# Do this
Convert the lines below into a numbered list, leaving out any blank lines. Omit the pictures from your answer.

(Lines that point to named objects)
※ ※ ※

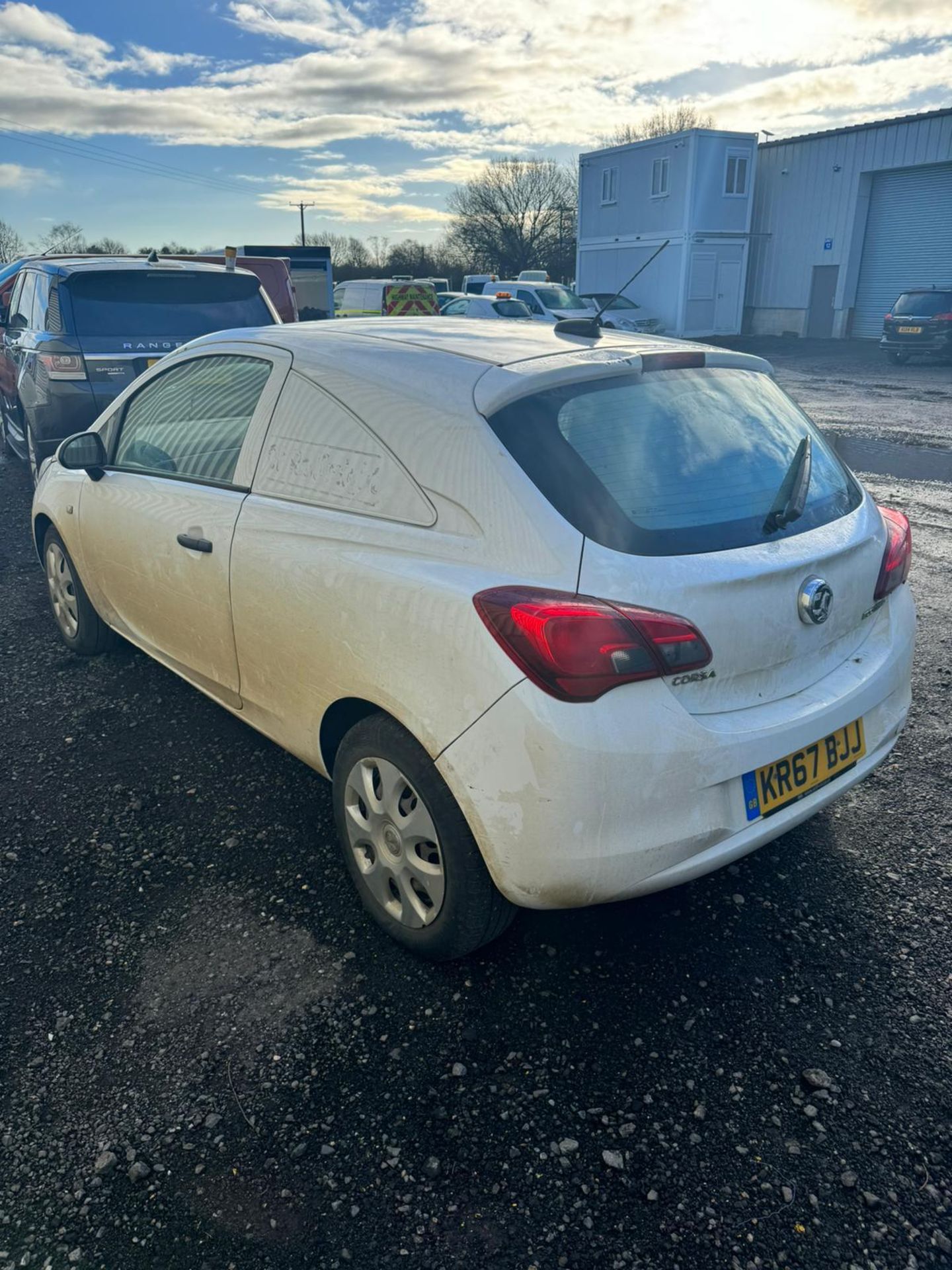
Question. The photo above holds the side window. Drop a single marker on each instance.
(659, 178)
(735, 175)
(527, 298)
(192, 421)
(16, 296)
(41, 302)
(320, 454)
(22, 310)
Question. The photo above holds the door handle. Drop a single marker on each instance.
(186, 540)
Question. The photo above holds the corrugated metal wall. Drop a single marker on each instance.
(811, 190)
(908, 240)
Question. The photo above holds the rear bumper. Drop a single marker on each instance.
(69, 407)
(931, 345)
(579, 804)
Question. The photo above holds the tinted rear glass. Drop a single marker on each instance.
(923, 304)
(182, 305)
(559, 298)
(672, 462)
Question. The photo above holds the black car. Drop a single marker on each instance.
(78, 331)
(920, 323)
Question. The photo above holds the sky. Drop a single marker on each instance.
(372, 110)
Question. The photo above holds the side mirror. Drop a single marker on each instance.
(83, 452)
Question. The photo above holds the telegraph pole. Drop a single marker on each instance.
(301, 208)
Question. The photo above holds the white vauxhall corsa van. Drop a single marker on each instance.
(565, 620)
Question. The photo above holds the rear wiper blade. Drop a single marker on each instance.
(791, 497)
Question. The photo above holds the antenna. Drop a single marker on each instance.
(590, 327)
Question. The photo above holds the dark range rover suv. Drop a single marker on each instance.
(79, 331)
(920, 323)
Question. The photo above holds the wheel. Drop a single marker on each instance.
(408, 846)
(81, 628)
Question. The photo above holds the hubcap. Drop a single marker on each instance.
(394, 842)
(63, 589)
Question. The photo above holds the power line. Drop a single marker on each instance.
(301, 207)
(114, 158)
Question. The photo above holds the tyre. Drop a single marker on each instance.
(80, 626)
(408, 847)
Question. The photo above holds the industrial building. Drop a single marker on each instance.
(838, 224)
(691, 190)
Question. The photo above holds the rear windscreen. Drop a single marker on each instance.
(672, 462)
(180, 305)
(512, 309)
(923, 304)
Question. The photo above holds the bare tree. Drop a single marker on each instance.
(380, 251)
(338, 244)
(108, 247)
(358, 255)
(520, 214)
(12, 245)
(63, 238)
(662, 124)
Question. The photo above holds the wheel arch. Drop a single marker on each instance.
(41, 524)
(339, 718)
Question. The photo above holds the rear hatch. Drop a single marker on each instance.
(670, 476)
(127, 319)
(920, 318)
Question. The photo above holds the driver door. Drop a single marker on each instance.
(157, 529)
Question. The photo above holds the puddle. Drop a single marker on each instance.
(888, 459)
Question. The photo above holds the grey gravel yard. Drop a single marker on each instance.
(211, 1060)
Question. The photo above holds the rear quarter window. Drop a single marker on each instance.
(319, 452)
(672, 462)
(924, 304)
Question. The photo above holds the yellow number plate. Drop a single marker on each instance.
(772, 786)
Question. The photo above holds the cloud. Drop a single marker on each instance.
(151, 62)
(15, 175)
(461, 83)
(27, 24)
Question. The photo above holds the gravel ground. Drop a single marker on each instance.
(212, 1061)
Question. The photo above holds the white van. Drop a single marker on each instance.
(547, 302)
(385, 298)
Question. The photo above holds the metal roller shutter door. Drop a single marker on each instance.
(908, 240)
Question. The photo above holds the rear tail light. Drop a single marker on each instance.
(576, 648)
(898, 556)
(63, 366)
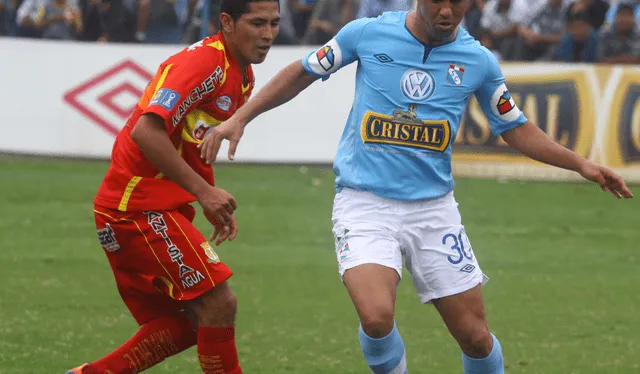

※ ※ ※

# Result for this exercise
1. Question. The photo above holds the side window. Drop a single marker on each instance.
2. (659, 178)
3. (735, 175)
4. (527, 298)
5. (192, 421)
6. (16, 296)
7. (41, 302)
8. (320, 454)
9. (22, 310)
10. Question. The photo above holds the door handle. Drop a single marker on each instance.
11. (186, 540)
12. Question. The photo above holds the corrugated metal wall. Drop a single marker on each instance.
13. (811, 190)
14. (908, 240)
15. Question. The photo above holds the rear bumper. Drop a single marker on each instance.
16. (69, 407)
17. (931, 345)
18. (579, 804)
19. Question. The photo above holds the tinted rear glass. Drop a single marker on each instance.
20. (923, 304)
21. (182, 305)
22. (559, 298)
23. (672, 462)
24. Question. The photo above holds the black car. Drop a single marker on each instance.
25. (78, 331)
26. (920, 323)
27. Question. The photo above holds the sky. Drop a single marker on each instance.
28. (372, 110)
29. Question. The photo above holds the side mirror. Drop a single marker on each instance.
30. (83, 452)
31. Question. The photo above holds the telegraph pole. Drop a single marker on each instance.
32. (301, 208)
33. Question. The photo above holds the white vauxhall corsa van. Drop a single marker on each instance.
34. (565, 620)
35. Question. The photo above holds the rear wiper blade. Drop a single marker on each instance.
36. (791, 497)
37. Question. The photo above holds the antenna. Drop a single marker on each instance.
38. (590, 327)
39. Question. The photo above holds the dark range rover suv. Drop a single marker on each instance.
40. (79, 331)
41. (920, 323)
42. Question. The photo above holds the wheel. Drop a single marker on each instance.
43. (408, 846)
44. (81, 628)
45. Question. The photo above holds the hubcap. Drop a single marker on each instance.
46. (394, 842)
47. (63, 589)
48. Question. The photo above holds the power line. Drop a single marker on each instance.
49. (301, 207)
50. (114, 158)
51. Question. The photo above holds the tyre. Drop a single marker on each instance.
52. (80, 626)
53. (408, 847)
54. Question. The photo above holds the industrial building. Drop a single marker on each instance.
55. (838, 224)
56. (691, 190)
57. Question. The photo above holds the rear windscreen. Drop a single marker on each instance.
58. (672, 462)
59. (180, 305)
60. (512, 309)
61. (923, 304)
62. Question. The photo above holds the bare tree. Drop a single marker on each instance.
63. (380, 251)
64. (338, 244)
65. (108, 247)
66. (358, 255)
67. (520, 214)
68. (12, 245)
69. (63, 238)
70. (662, 124)
71. Question. The photo above holds the wheel arch. Drop a single marker on each instance.
72. (41, 524)
73. (339, 718)
74. Question. The photo above holds the rear hatch. Drop a single marker on each instance.
75. (670, 476)
76. (127, 319)
77. (920, 318)
78. Question. The photo above holds the driver door. Drop a single marker on each instance.
79. (157, 529)
80. Question. The photo above holds the puddle. Drop a single marker on each instance.
81. (888, 459)
82. Question. The photo above holds the grey gravel yard. Drop a single marker on each instance.
83. (211, 1060)
84. Question. The photo above holds the rear quarter window. Drop a single marker on each instance.
85. (319, 452)
86. (672, 462)
87. (924, 304)
88. Question. The photo above holds the yellow number plate. Drop a single marker on each instance.
89. (772, 786)
90. Question. The photo above holds the cloud. Drop a single marker on each instance.
91. (151, 62)
92. (15, 175)
93. (461, 83)
94. (27, 24)
95. Question. The photo above holds the gravel ground. Drop a single marker on each instance.
96. (212, 1061)
97. Question. The photo above holds the white van. Drop a single marker on each instance.
98. (547, 302)
99. (385, 298)
100. Question. The photo above holds the metal roller shutter door. Drop a single marker on each instance.
101. (908, 240)
102. Question. The photo above holds the rear tail light. Drop a single marker on each instance.
103. (576, 648)
104. (898, 556)
105. (63, 366)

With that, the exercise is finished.